=== Excerpts from a dataset ===
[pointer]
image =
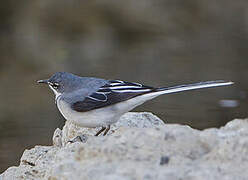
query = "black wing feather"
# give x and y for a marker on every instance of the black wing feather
(106, 96)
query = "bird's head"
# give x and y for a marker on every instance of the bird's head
(61, 82)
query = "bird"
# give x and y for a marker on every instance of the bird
(95, 102)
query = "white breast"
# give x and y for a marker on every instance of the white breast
(102, 116)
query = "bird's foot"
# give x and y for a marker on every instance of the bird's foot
(82, 138)
(105, 129)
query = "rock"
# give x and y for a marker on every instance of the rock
(140, 146)
(131, 119)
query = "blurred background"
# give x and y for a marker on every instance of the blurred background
(158, 43)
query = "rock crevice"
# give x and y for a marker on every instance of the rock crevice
(139, 146)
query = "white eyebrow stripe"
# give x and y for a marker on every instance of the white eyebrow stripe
(131, 91)
(124, 87)
(113, 84)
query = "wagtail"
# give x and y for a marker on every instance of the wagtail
(94, 102)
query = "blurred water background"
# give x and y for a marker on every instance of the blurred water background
(155, 42)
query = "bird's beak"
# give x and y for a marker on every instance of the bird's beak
(43, 81)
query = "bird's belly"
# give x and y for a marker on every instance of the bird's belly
(102, 116)
(94, 118)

=== Exercise details ===
With the line containing "the bird's belly" as the first and the final line of the entries above as the last, write out that span exactly and nothing more.

=== Result of the exercise ===
# give x and y for a marker on every instance of the bird's belly
(102, 116)
(94, 118)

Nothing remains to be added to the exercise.